→ **TRAVAIL DEMANDÉ**:
A: Pour chacune des affirmations (i), (ii) et (iii), dites si elle s’accorde avec le texte sur la neutralité du médiateur. Répondez par oui ou non, en citant mot pour mot les mots du texte qui tranchent.
(i) Le devoir de neutralité est inscrit dans les chartes déontologiques.
(ii) La hauteur de vue du médiateur doit se traduire par une certaine froideur envers les parties.
(iii) La neutralité peut se décréter.
B: Citez le texte sur la neutralité du médiateur, du passage « 2 – Quelle est » jusqu’à « d’une obligation morale. ».

→ **EXTRAIT DU DOCUMENT**:
Neutralité du médiateur

Neutralité du médiateur : comment rassurer les candidats à la médiation ?

La neutralité du médiateur constitue toujours un sujet majeur d’interrogation, voire d’inquiétude chez toute personne empruntant pour la première fois le chemin de la médiation

Les interrogations sur la neutralité affleurent presque systématiquement ceux et celles qui connaissent peu ou mal la médiation.

Le sujet mérite d’autant plus d’attention que leurs doutes et leurs interrogations, parfois renforcés par des échanges avec des proches qui ont mal vécu une médiation, est de nature à faire facilement renoncer des candidats à l’aventure. 

Les récentes déclaration d’Eric Dupond-Moretti, Ministre de la Justice, tendant à privilégier le développement de la médiation sur la justice dite “classique” en vue du règlement d’un nombre croissant de différend, rend par voie de conséquence le point de la neutralité d’autant plus sensible que les justiciables vont avoir le sentiment croissant que la médiation ne sera plus une simple option mais une voie obligatoire.

La neutralité soulève donc de nombreuses questions parfaitement légitimes. Je vais donc tenter de rassurer les candidats à la médiation sur ce sujet à travers une série de questions / réponses.

 

1 – Qu’est-ce que la neutralité en matière de médiation ?  

 

La neutralité du médiateur correspond à sa capacité à conserver un recul par rapport à la situation exposée et aux propos échangés, cela afin d’éviter, en son for intérieur, de prendre parti, et de perdre ainsi son impartialité. Savoir observer sans juger et pour faire simple. Et paradoxalement, cette hauteur de vue ne doit pas se traduire dans une certaine froideur à l’égard des parties, tout au contraire. 

 

2 – Quelle est la nature du devoir de neutralité ?

 

La nature de ce devoir est double. Tout d’abord, le devoir de neutralité constitue l’un des piliers de la déontologie du médiateur, et, à cet égard, figure en bonne place dans les chartes déontologiques. Enfin, le respect de ce devoir relève d’une obligation morale. 

 

3 – La neutralité et l’impartialité ne sont-elles pas des devoirs intimement liés ?

 

La neutralité ne se décrète point. Elle procède d’un sentiment intime, subjectif et non révélé qu’un soudain excès d’empathie envers un médié, ou de révolte vis-à-vis des propos d’un autre, peut instantanément ébranler. 

Elle relève exclusivement des principes méthodologiques régissant la médiation, adaptés en tant que besoin par le médiateur sur la base de son expérience, sa sensibilité et la perception de la situation.

→ **DONNÉES FOURNIES**:
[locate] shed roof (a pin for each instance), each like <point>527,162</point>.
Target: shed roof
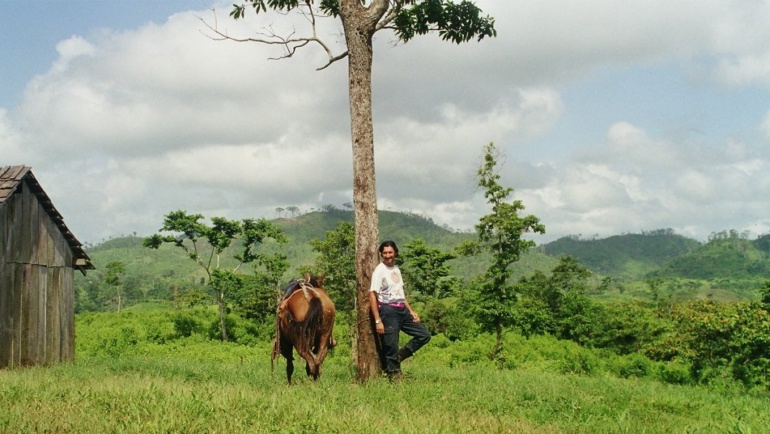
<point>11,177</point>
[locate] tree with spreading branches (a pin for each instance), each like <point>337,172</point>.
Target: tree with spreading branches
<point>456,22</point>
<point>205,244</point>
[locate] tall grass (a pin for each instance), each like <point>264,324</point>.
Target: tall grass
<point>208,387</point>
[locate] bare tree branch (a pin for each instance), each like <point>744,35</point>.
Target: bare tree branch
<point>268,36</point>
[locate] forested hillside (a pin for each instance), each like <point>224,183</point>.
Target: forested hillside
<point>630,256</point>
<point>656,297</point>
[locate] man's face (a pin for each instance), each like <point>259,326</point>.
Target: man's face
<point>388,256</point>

→ **LES RÉPONSES**:
A:
(i) Oui : « figure en bonne place dans les chartes déontologiques ».
(ii) Non : « cette hauteur de vue ne doit pas se traduire dans une certaine froideur à l’égard des parties, tout au contraire ».
(iii) Non : « La neutralité ne se décrète point. »

B:
2 – Quelle est la nature du devoir de neutralité ?

 

La nature de ce devoir est double. Tout d’abord, le devoir de neutralité constitue l’un des piliers de la déontologie du médiateur, et, à cet égard, figure en bonne place dans les chartes déontologiques. Enfin, le respect de ce devoir relève d’une obligation morale.